* [Extrait du texte]:
┄┄┄┄┄┄
23-01-2009 Par Jean PIEL
D’un côté, les multinationales et les pays acquéreurs de terres agricoles à l’étranger : pour eux, cela ne fait aucun doute, ces contrats représentent une opportunité pour des pays parfois très pauvres. De l’autre, les mouvements écologistes et les associations de défense des droits Humains : ils dénoncent le déséquilibre de ces contrats et les dérives inéluctables d’une telle pratique. Au centre, les institutions internationales – en premier lieu, la Fao– : elles restent circonspectes, mais ne veulent négliger aucune source d’enrichissement pour certains Etats en grave difficulté financière, rappelant que la course à la terre a historiquement toujours existé.
Des pays en dEveloppement demandeurs
Spécialiste des questions foncières à la Fao, Paul Mathieu estime, dans Le Monde, que «ce phénomène comporte des risques, comme l’expropriation des paysans les plus pauvres. Mais, il peut aussi constituer une opportunité. A l’échelle mondiale, il faut augmenter la production agricole. Un accord gagnant-gagnant suppose des apports de capitaux et de technologies pour améliorer la productivité des terres, en veillant à ne pas sacrifier les habitants. De tels contrats doivent s’inscrire dans un processus de développement durable».
┄┄┄┄┄┄
* [Données]:

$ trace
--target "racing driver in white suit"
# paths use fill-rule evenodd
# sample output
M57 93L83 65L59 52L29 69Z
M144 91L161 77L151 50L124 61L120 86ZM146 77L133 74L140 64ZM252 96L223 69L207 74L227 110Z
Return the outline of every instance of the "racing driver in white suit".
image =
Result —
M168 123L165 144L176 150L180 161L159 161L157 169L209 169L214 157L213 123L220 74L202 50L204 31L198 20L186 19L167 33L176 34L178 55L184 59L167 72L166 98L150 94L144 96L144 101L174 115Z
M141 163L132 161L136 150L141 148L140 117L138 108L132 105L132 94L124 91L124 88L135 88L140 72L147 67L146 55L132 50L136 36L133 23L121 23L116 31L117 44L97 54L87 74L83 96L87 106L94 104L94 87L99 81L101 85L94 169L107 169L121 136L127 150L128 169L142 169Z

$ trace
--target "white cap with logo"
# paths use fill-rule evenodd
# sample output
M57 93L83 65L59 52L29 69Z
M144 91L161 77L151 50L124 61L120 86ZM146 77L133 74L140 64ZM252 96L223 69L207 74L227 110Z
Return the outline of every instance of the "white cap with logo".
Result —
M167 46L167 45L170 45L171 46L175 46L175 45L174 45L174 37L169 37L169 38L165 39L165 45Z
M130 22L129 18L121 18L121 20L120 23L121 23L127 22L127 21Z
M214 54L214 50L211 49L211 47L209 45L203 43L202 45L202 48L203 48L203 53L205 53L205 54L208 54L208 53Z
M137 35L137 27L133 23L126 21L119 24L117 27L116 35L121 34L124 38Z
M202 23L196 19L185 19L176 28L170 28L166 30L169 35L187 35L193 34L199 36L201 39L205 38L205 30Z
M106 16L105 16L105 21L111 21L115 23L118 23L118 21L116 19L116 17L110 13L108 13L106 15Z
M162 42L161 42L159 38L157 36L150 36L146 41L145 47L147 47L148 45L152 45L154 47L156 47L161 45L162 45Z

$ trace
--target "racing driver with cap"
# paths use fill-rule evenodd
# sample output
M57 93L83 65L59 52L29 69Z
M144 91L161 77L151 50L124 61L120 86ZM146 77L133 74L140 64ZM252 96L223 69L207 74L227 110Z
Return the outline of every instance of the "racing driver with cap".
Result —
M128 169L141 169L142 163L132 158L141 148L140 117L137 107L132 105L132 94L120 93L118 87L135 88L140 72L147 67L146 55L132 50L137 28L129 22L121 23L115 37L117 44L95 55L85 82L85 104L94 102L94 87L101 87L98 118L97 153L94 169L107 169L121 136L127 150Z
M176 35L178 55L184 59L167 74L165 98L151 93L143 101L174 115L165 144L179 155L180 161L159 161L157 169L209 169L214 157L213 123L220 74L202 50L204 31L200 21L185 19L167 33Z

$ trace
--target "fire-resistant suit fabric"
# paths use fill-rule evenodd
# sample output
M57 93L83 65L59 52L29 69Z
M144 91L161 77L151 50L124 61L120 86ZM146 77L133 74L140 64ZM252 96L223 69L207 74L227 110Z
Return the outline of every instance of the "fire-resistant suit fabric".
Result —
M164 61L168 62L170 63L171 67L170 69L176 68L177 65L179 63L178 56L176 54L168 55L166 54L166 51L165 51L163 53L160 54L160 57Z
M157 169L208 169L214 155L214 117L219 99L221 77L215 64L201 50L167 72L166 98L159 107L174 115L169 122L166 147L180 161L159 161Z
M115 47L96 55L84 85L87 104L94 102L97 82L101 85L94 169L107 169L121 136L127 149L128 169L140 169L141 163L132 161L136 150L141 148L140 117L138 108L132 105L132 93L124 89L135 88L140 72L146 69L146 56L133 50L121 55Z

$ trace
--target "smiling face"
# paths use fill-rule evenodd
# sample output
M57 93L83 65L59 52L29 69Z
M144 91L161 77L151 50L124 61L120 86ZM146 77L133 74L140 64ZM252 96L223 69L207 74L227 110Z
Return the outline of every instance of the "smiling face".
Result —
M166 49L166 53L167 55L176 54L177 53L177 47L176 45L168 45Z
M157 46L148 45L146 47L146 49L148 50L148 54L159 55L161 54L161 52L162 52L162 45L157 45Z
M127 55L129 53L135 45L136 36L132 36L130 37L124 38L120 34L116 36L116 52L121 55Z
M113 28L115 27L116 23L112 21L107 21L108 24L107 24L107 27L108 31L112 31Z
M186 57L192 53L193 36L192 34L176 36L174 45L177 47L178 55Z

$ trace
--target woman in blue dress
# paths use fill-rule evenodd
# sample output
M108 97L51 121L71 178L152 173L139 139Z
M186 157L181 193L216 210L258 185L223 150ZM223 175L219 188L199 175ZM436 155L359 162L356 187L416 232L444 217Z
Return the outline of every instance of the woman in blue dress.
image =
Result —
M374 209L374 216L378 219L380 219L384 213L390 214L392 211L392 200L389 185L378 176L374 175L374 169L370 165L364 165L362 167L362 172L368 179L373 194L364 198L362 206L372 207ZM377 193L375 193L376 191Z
┄┄┄┄┄┄
* [Consignes]:
A. Répondez brièvement à ces questions sur l'extrait consacré aux achats de terres agricoles à l'étranger :
(i) Que dénoncent les mouvements écologistes et les associations de défense des droits humains ?
(ii) Que rappellent les institutions internationales au sujet de la course à la terre ?
(iii) Quel risque Paul Mathieu donne-t-il en exemple ?
B. Recopiez fidèlement le passage de l'extrait consacré aux achats de terres agricoles à l'étranger qui commence par les mots contenant « 23-01-2009 Par Jean » et se termine par « historiquement toujours existé. ».

* [Réponses complètes]:
A.
(i) Ils dénoncent le déséquilibre de ces contrats et les dérives inéluctables d'une telle pratique.
(ii) Elles rappellent que la course à la terre a historiquement toujours existé.
(iii) Il cite l'expropriation des paysans les plus pauvres.

B.
23-01-2009 Par Jean PIEL
D’un côté, les multinationales et les pays acquéreurs de terres agricoles à l’étranger : pour eux, cela ne fait aucun doute, ces contrats représentent une opportunité pour des pays parfois très pauvres. De l’autre, les mouvements écologistes et les associations de défense des droits Humains : ils dénoncent le déséquilibre de ces contrats et les dérives inéluctables d’une telle pratique. Au centre, les institutions internationales – en premier lieu, la Fao– : elles restent circonspectes, mais ne veulent négliger aucune source d’enrichissement pour certains Etats en grave difficulté financière, rappelant que la course à la terre a historiquement toujours existé.